• [Task to carry out]
From the line with "pixel 903 248" through the line with "pixel 181 444", repeat the entries verbatim, both end lines included, and add nothing.
--- Records shown Enclosed Below ---
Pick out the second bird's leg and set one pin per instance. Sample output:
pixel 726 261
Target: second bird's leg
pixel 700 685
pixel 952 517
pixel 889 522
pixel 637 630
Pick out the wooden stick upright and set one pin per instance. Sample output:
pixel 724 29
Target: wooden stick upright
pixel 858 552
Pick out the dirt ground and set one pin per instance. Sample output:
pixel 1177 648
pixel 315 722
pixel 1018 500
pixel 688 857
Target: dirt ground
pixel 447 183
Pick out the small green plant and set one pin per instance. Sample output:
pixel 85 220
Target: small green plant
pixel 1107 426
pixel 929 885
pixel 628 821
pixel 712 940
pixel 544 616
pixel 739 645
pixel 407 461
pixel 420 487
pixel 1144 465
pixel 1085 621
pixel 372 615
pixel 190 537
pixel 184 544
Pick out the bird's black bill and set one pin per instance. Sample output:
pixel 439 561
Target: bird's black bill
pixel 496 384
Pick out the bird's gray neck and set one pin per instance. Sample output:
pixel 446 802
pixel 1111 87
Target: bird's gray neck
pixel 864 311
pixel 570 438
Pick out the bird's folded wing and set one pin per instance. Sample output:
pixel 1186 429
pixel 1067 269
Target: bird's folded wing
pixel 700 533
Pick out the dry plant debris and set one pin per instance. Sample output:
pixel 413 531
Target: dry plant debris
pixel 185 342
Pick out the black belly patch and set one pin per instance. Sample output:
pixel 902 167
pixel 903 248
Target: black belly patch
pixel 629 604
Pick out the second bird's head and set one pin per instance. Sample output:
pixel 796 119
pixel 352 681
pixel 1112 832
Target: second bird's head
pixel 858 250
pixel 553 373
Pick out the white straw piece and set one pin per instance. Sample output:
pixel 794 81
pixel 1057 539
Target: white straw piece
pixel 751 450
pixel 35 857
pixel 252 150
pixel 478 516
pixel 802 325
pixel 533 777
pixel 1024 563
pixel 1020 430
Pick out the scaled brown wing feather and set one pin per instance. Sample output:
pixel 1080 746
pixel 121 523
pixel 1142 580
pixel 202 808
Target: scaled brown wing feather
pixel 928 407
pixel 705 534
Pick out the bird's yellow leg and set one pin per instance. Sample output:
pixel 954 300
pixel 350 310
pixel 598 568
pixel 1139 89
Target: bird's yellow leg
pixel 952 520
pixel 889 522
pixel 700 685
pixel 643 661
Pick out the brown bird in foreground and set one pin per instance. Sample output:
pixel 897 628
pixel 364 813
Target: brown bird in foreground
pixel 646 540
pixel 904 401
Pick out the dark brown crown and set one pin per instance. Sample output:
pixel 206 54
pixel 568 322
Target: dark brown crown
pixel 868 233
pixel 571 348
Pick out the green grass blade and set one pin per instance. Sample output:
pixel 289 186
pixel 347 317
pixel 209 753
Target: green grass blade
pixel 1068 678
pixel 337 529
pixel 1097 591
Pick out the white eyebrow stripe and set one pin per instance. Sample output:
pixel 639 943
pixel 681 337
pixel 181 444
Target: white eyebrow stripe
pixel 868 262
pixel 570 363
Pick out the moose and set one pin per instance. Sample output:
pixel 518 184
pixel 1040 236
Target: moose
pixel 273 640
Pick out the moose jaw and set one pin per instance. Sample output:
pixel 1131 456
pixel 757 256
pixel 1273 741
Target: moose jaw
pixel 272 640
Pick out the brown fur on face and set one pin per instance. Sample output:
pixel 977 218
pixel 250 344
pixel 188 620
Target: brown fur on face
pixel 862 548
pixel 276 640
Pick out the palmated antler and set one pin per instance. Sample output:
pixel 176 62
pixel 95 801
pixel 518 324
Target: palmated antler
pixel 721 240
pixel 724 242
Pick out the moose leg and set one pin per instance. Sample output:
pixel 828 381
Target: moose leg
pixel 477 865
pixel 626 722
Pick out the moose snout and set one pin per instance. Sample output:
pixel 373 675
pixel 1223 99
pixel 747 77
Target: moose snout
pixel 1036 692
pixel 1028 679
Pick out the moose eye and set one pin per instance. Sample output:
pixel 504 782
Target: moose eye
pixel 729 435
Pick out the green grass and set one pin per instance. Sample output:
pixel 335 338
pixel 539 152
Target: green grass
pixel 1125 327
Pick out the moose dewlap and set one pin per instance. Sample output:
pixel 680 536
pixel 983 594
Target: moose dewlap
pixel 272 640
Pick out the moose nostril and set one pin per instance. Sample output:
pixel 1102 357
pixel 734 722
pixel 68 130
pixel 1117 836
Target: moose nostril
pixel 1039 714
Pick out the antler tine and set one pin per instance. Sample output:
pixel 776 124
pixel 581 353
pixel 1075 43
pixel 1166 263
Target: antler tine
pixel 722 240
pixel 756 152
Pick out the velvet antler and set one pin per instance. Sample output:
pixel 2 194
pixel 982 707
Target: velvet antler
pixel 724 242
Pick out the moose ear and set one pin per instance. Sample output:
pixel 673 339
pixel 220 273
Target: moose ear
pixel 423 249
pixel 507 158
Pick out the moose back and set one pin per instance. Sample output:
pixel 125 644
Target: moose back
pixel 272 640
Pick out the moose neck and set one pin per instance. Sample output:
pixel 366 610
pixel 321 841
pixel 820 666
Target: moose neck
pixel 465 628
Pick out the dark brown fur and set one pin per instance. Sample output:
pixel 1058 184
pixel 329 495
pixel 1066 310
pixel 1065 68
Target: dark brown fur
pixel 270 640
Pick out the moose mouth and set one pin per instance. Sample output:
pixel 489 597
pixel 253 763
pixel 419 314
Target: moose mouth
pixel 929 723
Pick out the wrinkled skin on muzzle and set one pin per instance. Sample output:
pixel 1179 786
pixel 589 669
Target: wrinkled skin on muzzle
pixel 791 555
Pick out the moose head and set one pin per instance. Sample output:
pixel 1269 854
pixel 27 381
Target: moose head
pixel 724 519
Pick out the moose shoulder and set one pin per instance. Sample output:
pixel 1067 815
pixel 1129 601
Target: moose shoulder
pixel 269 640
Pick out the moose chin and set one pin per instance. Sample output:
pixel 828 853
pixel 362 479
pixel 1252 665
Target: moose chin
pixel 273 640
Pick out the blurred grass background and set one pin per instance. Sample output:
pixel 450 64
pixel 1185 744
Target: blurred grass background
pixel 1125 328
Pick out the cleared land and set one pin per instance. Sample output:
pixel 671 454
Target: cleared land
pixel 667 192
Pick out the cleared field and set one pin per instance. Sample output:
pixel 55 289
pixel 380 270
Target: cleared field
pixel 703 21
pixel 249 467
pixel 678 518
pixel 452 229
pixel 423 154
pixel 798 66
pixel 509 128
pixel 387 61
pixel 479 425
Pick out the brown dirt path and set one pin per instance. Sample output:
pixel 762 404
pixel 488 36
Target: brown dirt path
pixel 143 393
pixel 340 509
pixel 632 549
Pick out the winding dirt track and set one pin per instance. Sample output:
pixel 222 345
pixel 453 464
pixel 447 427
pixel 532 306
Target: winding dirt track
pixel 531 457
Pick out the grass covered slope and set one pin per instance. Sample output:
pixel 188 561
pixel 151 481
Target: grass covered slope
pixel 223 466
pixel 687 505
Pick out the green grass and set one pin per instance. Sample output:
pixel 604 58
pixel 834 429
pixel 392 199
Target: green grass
--- End of Enclosed Records shown ---
• [Response area]
pixel 903 248
Target: black belly patch
pixel 629 604
Pick out the second bird's head and set one pin per instance. Sample output:
pixel 796 119
pixel 352 681
pixel 1112 832
Target: second bird's head
pixel 858 250
pixel 553 373
Pick out the white straw piece and set one pin per instance. Sample output:
pixel 794 81
pixel 1057 539
Target: white straw piece
pixel 751 450
pixel 35 857
pixel 252 150
pixel 478 516
pixel 802 325
pixel 533 777
pixel 1024 563
pixel 1020 430
Pick out the scaled brown wing feather and set one pin per instance. Sample output:
pixel 1080 746
pixel 121 523
pixel 1142 580
pixel 202 808
Target: scaled brown wing feather
pixel 928 407
pixel 705 534
Pick out the bird's yellow leg and set one pin per instance. Sample output:
pixel 954 300
pixel 350 310
pixel 598 568
pixel 1139 89
Target: bird's yellow leg
pixel 952 520
pixel 889 522
pixel 700 685
pixel 643 661
Pick out the brown bird in foreground and set one pin per instance. Sample output:
pixel 897 628
pixel 364 813
Target: brown bird in foreground
pixel 646 540
pixel 904 401
Pick out the dark brown crown and set one pin per instance. Sample output:
pixel 206 54
pixel 568 322
Target: dark brown crown
pixel 868 233
pixel 571 348
Pick out the green grass blade and set one pin per instance. Sample output:
pixel 289 186
pixel 347 317
pixel 209 753
Target: green grass blade
pixel 1068 678
pixel 337 529
pixel 1097 591
Pick out the white eyebrow stripe and set one pin per instance. Sample output:
pixel 639 943
pixel 681 337
pixel 181 444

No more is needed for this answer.